- STATED PROBLEM: Retype the data below line for line, preserving every character, space, and mark without alteration.

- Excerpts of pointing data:
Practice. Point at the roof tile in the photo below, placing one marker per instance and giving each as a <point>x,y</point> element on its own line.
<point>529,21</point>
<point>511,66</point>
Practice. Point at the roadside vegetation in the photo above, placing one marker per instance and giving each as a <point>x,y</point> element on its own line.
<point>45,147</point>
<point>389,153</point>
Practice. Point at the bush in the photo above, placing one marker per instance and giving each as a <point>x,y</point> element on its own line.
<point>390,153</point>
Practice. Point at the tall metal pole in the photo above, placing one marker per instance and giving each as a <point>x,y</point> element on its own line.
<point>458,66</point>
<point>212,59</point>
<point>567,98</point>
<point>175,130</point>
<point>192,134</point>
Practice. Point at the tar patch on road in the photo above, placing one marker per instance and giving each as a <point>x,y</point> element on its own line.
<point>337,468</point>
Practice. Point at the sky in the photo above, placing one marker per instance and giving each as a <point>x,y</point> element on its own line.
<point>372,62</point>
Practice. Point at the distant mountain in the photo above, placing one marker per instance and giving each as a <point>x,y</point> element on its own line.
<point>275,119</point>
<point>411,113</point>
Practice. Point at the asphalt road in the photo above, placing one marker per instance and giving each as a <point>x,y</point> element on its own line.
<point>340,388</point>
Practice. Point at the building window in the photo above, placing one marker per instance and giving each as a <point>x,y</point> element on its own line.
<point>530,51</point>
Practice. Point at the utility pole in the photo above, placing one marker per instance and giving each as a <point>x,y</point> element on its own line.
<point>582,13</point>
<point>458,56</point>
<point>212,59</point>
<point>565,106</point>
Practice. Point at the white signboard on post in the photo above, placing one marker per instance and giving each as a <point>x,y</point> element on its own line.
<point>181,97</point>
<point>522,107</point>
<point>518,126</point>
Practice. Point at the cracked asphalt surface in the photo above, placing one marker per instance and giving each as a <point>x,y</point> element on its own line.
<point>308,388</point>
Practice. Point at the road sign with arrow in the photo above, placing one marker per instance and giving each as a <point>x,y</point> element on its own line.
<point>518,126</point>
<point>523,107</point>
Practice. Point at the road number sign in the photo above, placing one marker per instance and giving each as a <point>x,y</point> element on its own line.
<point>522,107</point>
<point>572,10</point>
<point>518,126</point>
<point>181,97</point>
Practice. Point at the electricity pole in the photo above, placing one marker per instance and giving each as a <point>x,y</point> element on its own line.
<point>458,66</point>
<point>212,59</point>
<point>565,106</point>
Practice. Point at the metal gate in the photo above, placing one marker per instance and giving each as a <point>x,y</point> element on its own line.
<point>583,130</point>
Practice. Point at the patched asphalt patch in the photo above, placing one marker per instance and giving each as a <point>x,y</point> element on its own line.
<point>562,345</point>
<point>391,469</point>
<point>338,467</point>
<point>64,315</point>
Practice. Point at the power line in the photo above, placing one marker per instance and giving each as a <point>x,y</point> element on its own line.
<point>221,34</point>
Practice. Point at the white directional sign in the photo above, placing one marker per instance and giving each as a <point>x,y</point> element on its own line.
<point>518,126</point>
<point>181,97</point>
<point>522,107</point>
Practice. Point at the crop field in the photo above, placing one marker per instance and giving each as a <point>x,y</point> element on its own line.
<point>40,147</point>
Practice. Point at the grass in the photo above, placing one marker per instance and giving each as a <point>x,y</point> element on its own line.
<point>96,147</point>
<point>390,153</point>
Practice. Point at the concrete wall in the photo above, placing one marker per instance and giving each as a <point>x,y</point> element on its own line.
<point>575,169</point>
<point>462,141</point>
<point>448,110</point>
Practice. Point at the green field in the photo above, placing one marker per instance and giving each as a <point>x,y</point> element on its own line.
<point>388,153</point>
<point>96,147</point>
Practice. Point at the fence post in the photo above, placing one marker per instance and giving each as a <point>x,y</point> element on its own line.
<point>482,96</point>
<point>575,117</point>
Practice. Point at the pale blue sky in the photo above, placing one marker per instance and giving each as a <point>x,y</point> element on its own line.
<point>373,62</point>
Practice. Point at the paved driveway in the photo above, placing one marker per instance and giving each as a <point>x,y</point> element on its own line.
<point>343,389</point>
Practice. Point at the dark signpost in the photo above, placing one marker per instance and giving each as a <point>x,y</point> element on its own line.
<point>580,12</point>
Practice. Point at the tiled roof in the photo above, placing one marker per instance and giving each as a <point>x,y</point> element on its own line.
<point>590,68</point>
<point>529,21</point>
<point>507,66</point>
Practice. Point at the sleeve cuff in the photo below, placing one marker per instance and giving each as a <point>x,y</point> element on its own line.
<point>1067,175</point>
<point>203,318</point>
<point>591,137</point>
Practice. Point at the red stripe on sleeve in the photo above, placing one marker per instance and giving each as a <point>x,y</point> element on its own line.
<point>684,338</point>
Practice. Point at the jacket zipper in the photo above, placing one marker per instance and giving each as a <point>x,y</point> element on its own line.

- REPLY:
Practice. Point at the roof tile in the photo below, placing one marker per instance and giving each as a <point>x,y</point> element on its own line.
<point>529,21</point>
<point>511,66</point>
Practice. Point at the roadside vegetation in the photo above, placing one marker per instance and giving each as a <point>x,y</point> element on its own line.
<point>45,147</point>
<point>389,153</point>
Practice. Point at the bush in the photo above, placing one marker per instance and giving each as a <point>x,y</point> element on its own line.
<point>390,153</point>
Practice. Point at the tall metal pole in the photo above, placing one marker per instance and giving each as a <point>x,y</point> element on its own line.
<point>458,66</point>
<point>212,59</point>
<point>567,98</point>
<point>175,130</point>
<point>192,134</point>
Practice. Point at the tar patch on road in the photo above, placing one marker per instance and giving each as a <point>x,y</point> element on its own line.
<point>337,468</point>
Practice. Point at the sky in the photo above, placing one marker per instance and giving each as a <point>x,y</point> element on its own line.
<point>372,62</point>
Practice. Point at the distant mountain in the photo above, placing one marker per instance and giving each as a <point>x,y</point> element on its own line.
<point>275,119</point>
<point>411,113</point>
Practice. Point at the asphalt road in the photo above, placing one marker per instance and giving each as a <point>x,y</point> element on its own line.
<point>340,388</point>
Practice. Point at the building window in the photo above, placing one marker per instance and giving each as a <point>x,y</point> element on its own line.
<point>530,51</point>
Practice. Point at the utility pole in the photo above, placing one marker per instance and giving each as a <point>x,y</point> element on its own line.
<point>582,13</point>
<point>458,56</point>
<point>212,59</point>
<point>565,106</point>
Practice. Point at the white signboard on post in the photo above, placing one marker per instance and giving each as a <point>x,y</point> element on its own line.
<point>181,97</point>
<point>522,107</point>
<point>518,126</point>
Practice. Point at the cracked asphalt surface in the photo above, placing one marker per instance and giving each as a <point>x,y</point> element on its own line.
<point>308,388</point>
Practice. Point at the road sign with arrow in the photo above, placing one marker per instance and giving each as a <point>x,y</point> element on its own line.
<point>518,126</point>
<point>523,107</point>
Practice. Point at the road number sign in the photo above, placing one marker per instance and giving each as a <point>x,y</point> element on its own line.
<point>522,107</point>
<point>572,10</point>
<point>518,126</point>
<point>181,97</point>
Practice. Point at the electricity pole in the photo above, placing one marker per instance and giving each as a <point>x,y</point> element on its own line.
<point>458,66</point>
<point>212,59</point>
<point>565,106</point>
Practice. Point at the metal gate in the photo above, placing one marker per instance and giving each as a <point>x,y</point> element on its own line.
<point>583,130</point>
Practice. Point at the patched asphalt patch in the photo above, placing one marker per instance and giving each as a <point>x,y</point> element on its own line.
<point>562,345</point>
<point>391,469</point>
<point>338,467</point>
<point>64,315</point>
Practice. Point at the power line in the photo above, placing one marker per instance and giving each as a <point>x,y</point> element on its own line.
<point>221,34</point>
Practice. Point at the white directional sign in the photo above, placing one marker per instance and giving each as a <point>x,y</point> element on its own line.
<point>518,126</point>
<point>181,97</point>
<point>522,107</point>
Practice. Point at the crop field in the photo above, placing one marker per instance and giving each as a <point>x,y</point> element on its own line.
<point>40,147</point>
Practice. Point at the grass in the photo above, placing one marker per instance and giving each as a <point>x,y</point> element on its own line.
<point>96,147</point>
<point>390,153</point>
Practice. Point at the concrete wall in the photo above, placing one marker per instance and giving each as a <point>x,y</point> element on its own line.
<point>575,169</point>
<point>462,141</point>
<point>448,110</point>
Practice. Point at the green field in the photo above, placing one marker per instance and giving each as a <point>x,y</point> element on its own line.
<point>388,153</point>
<point>96,147</point>
Practice. Point at the fence post in the photo above, placing one marker per instance and giving each as a <point>x,y</point> element on its own line.
<point>482,96</point>
<point>575,117</point>
Practice. Point at the pale blue sky in the photo above, placing one marker per instance and giving each as a <point>x,y</point> element on its own line.
<point>373,62</point>
Practice. Point at the paved driveway in the photo above, placing one marker per instance and giving each as a <point>x,y</point> element on its own line.
<point>343,389</point>
Practice. Point at the dark signpost in the photo above, placing one marker per instance and giving each as a <point>x,y</point> element on its own line.
<point>580,12</point>
Practice. Point at the tiled roof in the photo above, placing one marker per instance and giving each as a <point>x,y</point> element on its own line.
<point>590,68</point>
<point>529,21</point>
<point>507,66</point>
Practice. Point at the sleeve cuff in the photo below, placing one marker per instance and giving each as a <point>x,y</point> element on its own line.
<point>1067,175</point>
<point>203,318</point>
<point>591,137</point>
Practice. Point at the red stripe on sleeve in the photo above, placing one marker per instance and giving each as a <point>x,y</point> element on its own line.
<point>684,338</point>
Practice. Point at the jacket zipper in the photo above, placing one marker per instance and giving each as a <point>x,y</point> element on its own line.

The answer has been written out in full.